=== Exercise brief ===
Revise the stretch of the listing from the line containing "Wildlife-survey input: mark every instance of the palm" through the line containing "point(104, 165)": write those lines out again with "balcony" changed to "terrace" and everything else left as it is.

=== Material to process ===
○ ○ ○
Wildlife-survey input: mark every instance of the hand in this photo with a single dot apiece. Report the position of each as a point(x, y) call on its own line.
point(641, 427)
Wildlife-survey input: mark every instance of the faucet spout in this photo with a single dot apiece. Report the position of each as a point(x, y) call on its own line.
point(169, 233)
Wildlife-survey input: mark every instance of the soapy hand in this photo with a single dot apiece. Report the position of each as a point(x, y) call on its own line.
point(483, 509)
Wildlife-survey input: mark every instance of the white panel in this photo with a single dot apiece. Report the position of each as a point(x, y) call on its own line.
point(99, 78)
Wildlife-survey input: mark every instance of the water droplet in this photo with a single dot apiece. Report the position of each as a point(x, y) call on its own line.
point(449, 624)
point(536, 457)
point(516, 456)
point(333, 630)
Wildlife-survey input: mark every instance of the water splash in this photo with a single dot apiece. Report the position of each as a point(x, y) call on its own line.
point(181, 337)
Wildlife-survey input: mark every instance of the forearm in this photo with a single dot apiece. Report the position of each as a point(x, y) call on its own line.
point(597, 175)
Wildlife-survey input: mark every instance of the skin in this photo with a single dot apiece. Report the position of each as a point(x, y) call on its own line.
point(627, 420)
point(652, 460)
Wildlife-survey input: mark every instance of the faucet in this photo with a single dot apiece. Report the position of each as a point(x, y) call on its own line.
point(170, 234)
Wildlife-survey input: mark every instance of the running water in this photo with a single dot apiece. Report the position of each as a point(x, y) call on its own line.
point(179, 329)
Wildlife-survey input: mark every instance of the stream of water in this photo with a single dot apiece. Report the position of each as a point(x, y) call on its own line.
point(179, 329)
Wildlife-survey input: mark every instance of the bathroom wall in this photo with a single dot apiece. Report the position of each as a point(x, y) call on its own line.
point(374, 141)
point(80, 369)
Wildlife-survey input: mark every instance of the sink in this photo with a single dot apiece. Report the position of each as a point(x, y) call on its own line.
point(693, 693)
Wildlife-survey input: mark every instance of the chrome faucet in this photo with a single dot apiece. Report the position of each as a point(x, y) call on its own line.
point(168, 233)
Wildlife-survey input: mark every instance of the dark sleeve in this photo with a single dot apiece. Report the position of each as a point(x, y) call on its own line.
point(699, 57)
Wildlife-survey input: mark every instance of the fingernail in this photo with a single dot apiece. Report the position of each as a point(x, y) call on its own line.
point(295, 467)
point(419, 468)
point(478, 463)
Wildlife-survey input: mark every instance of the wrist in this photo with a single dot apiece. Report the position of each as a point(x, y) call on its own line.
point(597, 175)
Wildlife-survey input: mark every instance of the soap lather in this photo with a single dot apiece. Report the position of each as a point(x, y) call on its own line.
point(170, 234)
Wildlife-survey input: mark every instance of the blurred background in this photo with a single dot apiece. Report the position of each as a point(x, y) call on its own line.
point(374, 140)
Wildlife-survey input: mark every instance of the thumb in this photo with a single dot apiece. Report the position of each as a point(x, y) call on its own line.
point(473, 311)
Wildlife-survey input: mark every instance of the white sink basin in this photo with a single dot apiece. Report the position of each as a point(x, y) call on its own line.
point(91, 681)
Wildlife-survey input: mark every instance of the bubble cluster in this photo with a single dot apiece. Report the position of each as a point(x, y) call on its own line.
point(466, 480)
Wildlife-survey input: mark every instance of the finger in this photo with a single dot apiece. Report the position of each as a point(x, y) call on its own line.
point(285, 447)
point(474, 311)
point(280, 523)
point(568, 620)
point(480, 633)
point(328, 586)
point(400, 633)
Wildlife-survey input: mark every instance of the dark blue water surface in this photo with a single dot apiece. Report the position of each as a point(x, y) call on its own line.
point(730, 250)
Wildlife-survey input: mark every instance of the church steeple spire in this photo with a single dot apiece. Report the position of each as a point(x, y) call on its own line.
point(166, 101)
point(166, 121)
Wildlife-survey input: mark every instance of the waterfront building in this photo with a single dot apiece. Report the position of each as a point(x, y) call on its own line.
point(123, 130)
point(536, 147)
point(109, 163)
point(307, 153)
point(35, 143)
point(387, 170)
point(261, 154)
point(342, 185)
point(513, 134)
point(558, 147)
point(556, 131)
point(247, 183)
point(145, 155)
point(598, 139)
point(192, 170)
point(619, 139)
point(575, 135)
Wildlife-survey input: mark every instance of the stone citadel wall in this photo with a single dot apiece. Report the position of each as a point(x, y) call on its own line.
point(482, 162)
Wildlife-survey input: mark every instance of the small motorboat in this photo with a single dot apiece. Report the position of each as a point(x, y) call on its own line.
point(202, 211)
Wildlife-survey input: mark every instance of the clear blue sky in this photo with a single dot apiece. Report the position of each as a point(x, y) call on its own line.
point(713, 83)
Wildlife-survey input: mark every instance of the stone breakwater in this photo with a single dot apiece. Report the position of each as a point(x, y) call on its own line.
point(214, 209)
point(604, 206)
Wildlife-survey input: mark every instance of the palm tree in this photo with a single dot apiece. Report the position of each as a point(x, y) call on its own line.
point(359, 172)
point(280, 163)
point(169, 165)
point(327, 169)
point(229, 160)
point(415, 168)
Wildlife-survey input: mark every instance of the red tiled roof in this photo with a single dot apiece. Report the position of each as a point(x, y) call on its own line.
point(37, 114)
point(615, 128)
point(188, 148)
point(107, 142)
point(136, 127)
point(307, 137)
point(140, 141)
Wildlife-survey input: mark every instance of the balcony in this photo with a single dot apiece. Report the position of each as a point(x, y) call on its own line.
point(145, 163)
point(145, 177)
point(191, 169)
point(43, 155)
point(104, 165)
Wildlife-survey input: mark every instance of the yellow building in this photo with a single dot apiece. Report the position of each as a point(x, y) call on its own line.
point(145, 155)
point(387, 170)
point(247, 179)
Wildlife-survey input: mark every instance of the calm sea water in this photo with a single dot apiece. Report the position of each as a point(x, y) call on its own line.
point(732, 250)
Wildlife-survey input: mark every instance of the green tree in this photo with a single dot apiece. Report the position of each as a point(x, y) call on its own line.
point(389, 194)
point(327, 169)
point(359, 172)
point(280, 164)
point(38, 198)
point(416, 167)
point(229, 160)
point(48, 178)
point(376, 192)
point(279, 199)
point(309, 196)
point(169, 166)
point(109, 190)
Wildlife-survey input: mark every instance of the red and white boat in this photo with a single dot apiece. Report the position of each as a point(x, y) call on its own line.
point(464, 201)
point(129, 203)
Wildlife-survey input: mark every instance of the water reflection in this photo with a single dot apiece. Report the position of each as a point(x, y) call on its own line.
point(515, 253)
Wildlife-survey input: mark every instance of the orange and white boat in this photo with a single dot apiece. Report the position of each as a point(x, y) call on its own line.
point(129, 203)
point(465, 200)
○ ○ ○
=== Exercise output ===
Wildlife-survey input: mark every instance of the palm tree in this photo with a single dot apiece. Report the position of each as a point(x, y) call on its own line.
point(359, 172)
point(280, 163)
point(169, 165)
point(327, 169)
point(229, 160)
point(415, 168)
Wildlife-survey input: mark every instance of the red tiled roof in this photo with a single dot apiece. Report the position of each as a point(x, y) call on its own line.
point(37, 114)
point(615, 128)
point(188, 148)
point(107, 142)
point(136, 127)
point(307, 137)
point(140, 141)
Wildlife-survey input: mark every instance of the terrace in this photo with a single dot apiece. Report the position of each as a point(x, y) call on its own line.
point(145, 163)
point(145, 177)
point(191, 169)
point(43, 155)
point(104, 165)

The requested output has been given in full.